Retype every one of the items below word for word, leaving the pictures out.
>> Begin MATERIAL PROVIDED
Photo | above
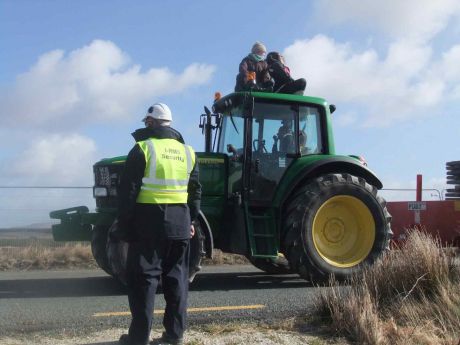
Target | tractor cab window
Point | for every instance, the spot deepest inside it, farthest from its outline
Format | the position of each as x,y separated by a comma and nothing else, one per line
273,138
231,143
310,140
231,139
273,129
>> End MATERIAL PROVIDED
EXERCISE SOLUTION
Photo | above
Target | tractor cab window
Point | for every instance, the spot deepest inside it, farthest from its outline
Format | the position of each as x,y separated by a comma and nothing else, one per line
273,138
231,143
310,140
231,139
273,129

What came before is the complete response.